▶ What to produce
Output the data below word for word, starting at the line that contains "of the gilded" and continuing through the final line of the data, with both ends included.

▶ Given records
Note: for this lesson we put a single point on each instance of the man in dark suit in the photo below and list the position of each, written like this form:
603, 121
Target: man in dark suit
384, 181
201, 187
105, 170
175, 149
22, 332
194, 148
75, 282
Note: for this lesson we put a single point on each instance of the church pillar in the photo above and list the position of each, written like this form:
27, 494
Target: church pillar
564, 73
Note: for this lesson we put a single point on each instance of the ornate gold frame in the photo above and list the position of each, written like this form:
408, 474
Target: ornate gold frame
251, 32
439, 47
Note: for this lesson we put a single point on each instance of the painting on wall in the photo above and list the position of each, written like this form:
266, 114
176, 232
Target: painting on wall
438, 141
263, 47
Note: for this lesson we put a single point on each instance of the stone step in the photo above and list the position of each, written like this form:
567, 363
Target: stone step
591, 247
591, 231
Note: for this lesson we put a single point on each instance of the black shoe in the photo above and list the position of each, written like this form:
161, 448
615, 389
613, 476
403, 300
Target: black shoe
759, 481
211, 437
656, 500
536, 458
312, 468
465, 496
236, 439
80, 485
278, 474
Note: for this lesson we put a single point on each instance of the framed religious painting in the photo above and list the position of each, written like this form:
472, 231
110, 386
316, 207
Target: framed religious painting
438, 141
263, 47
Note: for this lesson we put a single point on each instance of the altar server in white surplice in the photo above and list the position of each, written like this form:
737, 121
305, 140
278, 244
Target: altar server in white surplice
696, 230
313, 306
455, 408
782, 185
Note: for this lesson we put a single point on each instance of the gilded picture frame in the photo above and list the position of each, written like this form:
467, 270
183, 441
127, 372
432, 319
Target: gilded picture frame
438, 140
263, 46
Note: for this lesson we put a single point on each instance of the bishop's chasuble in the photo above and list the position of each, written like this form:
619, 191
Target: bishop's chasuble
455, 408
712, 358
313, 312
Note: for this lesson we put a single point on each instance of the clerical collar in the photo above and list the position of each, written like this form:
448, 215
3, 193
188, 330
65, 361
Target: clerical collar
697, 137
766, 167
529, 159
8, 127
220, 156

▶ Solution to this task
Note: for this lesson we put a single point on each instance of the gilded picture frame in the photo above and list the position of each, written like this form:
467, 270
183, 441
127, 372
432, 319
Target: gilded picture frame
438, 140
263, 46
Note: for this lesson we put a single point on each instance of the bishop's chasuble in the photo above and list the position of each, written like this form:
619, 191
Target: bishop's chasuble
455, 408
712, 358
313, 312
Note: for this lesson we put a single point on each instance of the clerical collar in the photo above and list the position of each, written like this form:
448, 215
3, 193
188, 330
65, 361
Target: clerical collar
697, 137
766, 167
529, 159
8, 127
220, 156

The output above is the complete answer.